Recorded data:
==*==
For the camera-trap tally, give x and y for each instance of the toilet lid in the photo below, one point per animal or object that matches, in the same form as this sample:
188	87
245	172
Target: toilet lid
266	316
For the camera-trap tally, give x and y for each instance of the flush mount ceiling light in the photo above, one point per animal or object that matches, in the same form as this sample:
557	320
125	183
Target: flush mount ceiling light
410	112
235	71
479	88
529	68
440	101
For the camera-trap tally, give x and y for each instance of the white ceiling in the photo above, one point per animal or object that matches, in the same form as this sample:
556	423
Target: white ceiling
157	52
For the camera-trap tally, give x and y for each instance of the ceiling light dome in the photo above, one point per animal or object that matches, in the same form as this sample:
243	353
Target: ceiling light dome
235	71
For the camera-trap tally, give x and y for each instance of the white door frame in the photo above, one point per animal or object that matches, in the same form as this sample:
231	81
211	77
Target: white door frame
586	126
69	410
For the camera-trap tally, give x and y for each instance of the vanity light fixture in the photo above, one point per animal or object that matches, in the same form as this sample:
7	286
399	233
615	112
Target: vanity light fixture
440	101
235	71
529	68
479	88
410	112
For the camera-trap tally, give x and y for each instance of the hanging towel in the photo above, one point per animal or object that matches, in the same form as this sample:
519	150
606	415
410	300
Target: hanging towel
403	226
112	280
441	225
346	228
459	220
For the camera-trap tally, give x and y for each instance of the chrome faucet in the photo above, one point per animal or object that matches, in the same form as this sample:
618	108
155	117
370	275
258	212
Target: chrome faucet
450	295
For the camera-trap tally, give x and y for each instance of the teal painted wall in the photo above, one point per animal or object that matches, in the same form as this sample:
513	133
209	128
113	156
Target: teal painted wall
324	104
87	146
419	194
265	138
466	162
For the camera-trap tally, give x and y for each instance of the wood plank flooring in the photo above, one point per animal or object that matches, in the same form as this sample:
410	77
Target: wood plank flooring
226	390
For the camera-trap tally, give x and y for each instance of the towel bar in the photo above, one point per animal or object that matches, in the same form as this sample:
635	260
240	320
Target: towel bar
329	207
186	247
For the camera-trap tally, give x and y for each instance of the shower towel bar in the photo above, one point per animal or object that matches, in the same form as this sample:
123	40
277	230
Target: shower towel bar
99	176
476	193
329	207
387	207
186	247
==*==
◆ **Stated goal**: Extract every entry in the listing word for word.

◆ **Task response**:
For the camera-trap tally, give x and y for each instance of the toilet lid in the photo below, one point per animal or object that matches, in the same form as this sample:
188	87
245	172
Target: toilet lid
266	316
For the camera-trap tally, give x and y for each instance of the flush mount ceiling light in the photo above, one point per animal or object that matches, in the same form as this sample:
557	320
125	183
Target: flush mount ceiling light
410	112
235	71
479	88
529	68
440	101
For the camera-trap tally, give x and y for each instance of the white ceiling in the photo above, one point per animal or object that matches, in the same form as this sample:
556	423
Target: white ceiling
157	52
For the camera-trap tally, give x and y for each instance of the ceiling light dome in the photo above, one point per animal or object that matches, in the same form as this sample:
243	353
Target: ceiling light dome
235	71
For the camera-trap tally, give x and y for each instance of the white door frame in the photo above, one point per animal or object that matches, in the same form as this sample:
231	81
211	77
Target: white door frame
586	126
69	410
For the camera-trap tally, give x and y for each instance of the vanity light fixture in the photo above, one point per animal or object that matches, in the same form as this sample:
7	286
399	233
615	112
Target: vanity light fixture
440	101
235	71
529	68
479	88
410	112
For the camera-trap tally, give x and y for each instance of the hanging towel in the photo above, one point per animal or object that matches, in the same form as this sample:
519	150
606	415
410	300
Target: hanging towel
403	226
112	280
441	225
346	228
459	220
For the camera-trap tally, give x and y for each instance of the chrome faucet in the photo above, one point per animal or object that matches, in the same form as this sample:
618	108
155	117
370	275
258	212
Target: chrome faucet
450	295
For the camera-trap tally, give x and y for each instance of the teal painted wall in the photo above, one point per animal or object that matches, in the same form as this sample:
513	133
209	128
113	156
Target: teal painted wall
324	104
87	146
419	194
265	138
466	162
For the camera-trap tally, give x and y for each instance of the wood plank flooring in the photo above, one point per animal or object that matches, in the same form as this sample:
410	77
Target: wood plank flooring
226	390
For the camera-trap tally, give x and y for each instance of the towel bar in the photo above, one point per animal or object that matches, in the same form as this sample:
635	260
240	320
Target: towel bar
329	207
186	247
For the camera-trap tally, give x and y for each instance of the shower towel bar in the photo above, one point per animal or object that matches, in the same form as this sample:
123	40
277	230
Target: shower towel bar
99	176
476	193
329	207
387	207
186	247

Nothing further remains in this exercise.